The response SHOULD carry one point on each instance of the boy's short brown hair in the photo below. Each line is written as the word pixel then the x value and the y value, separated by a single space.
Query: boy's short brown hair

--------------------

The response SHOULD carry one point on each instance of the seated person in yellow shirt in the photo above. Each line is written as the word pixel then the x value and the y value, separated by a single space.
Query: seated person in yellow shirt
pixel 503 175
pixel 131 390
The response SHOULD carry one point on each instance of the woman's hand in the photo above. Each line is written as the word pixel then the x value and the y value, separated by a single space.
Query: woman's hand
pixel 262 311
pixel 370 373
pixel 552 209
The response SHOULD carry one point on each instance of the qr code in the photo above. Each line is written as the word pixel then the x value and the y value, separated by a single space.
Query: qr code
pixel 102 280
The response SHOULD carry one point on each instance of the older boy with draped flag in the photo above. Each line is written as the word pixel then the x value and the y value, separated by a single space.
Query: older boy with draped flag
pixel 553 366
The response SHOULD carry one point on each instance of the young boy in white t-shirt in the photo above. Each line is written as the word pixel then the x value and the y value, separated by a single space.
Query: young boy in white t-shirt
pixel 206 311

--------------------

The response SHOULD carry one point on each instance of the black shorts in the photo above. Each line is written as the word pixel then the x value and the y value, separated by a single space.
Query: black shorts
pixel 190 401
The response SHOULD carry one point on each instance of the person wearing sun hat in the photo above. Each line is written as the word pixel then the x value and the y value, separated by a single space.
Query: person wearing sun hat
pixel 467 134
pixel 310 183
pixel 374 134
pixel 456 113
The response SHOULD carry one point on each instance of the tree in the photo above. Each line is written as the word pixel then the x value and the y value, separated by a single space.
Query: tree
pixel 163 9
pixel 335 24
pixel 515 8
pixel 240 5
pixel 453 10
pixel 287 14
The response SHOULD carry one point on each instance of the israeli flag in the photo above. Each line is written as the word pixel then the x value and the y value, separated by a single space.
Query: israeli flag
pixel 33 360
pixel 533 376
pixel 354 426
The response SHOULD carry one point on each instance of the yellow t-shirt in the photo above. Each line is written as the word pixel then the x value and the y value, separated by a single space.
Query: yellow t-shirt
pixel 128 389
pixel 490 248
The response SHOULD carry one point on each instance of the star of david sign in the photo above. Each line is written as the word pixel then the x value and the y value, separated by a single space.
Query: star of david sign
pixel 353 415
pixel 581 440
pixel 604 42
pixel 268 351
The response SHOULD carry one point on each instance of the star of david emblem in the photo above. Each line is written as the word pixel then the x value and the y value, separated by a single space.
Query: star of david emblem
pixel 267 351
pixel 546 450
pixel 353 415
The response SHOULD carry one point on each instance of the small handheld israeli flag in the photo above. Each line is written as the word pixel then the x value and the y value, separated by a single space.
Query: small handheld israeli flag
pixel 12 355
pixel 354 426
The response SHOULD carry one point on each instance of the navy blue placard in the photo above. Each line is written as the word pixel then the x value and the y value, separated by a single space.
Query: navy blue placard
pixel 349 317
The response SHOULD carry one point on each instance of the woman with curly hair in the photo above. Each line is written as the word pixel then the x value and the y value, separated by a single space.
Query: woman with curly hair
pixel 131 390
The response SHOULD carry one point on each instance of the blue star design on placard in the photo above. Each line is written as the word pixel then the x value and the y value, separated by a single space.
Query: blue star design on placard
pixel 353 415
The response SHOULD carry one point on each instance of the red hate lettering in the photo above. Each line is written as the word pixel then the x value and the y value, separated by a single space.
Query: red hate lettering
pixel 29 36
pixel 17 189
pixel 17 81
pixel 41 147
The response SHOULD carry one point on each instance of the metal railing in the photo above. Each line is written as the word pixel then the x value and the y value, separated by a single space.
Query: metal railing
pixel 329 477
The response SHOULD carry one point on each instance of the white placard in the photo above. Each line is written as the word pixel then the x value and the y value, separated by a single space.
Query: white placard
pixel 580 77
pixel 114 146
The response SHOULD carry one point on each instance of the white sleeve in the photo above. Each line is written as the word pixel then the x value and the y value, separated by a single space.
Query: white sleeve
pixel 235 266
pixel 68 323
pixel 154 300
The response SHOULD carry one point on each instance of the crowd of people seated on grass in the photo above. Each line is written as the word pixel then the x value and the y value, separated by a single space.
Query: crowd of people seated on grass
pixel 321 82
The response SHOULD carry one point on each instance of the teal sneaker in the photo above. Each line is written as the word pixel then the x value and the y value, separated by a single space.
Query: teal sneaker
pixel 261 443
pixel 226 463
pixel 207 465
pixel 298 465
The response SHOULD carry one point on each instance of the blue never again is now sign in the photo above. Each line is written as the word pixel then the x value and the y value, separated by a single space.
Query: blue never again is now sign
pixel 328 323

--------------------

◆ WORK TO BE COMPLETED
Write out the records word for word, beginning at the line that has "the white sleeve" and stopping after the line that has "pixel 328 323". Give only those lines, both ends included.

◆ SOLUTION FOR THIS EXERCISE
The response SHOULD carry one point on each instance of the white sleeve in the photo above. Each line is written as the word pixel then the x value and the y value, separated by a single space.
Query: white sleeve
pixel 235 266
pixel 68 323
pixel 154 300
The response SHOULD carry one point on each instance of the crowd of people seated on grass in the photo above. Each line is written as the word pixel then the x value and the y value, separated by a single space.
Query: crowd of people seated on grass
pixel 321 82
The response SHOULD carry one point on each instance of the teal sneaker in the photo above. Each line is written as the word pixel then the x value and the y value, separated by a single space.
Query: teal sneaker
pixel 261 443
pixel 226 463
pixel 207 465
pixel 298 465
The response SHOULD carry one point on each instance of the blue never again is now sign in the photo above. Each line is written as the word pixel then the x value and the y value, separated by a single space.
Query: blue never again is now sign
pixel 328 323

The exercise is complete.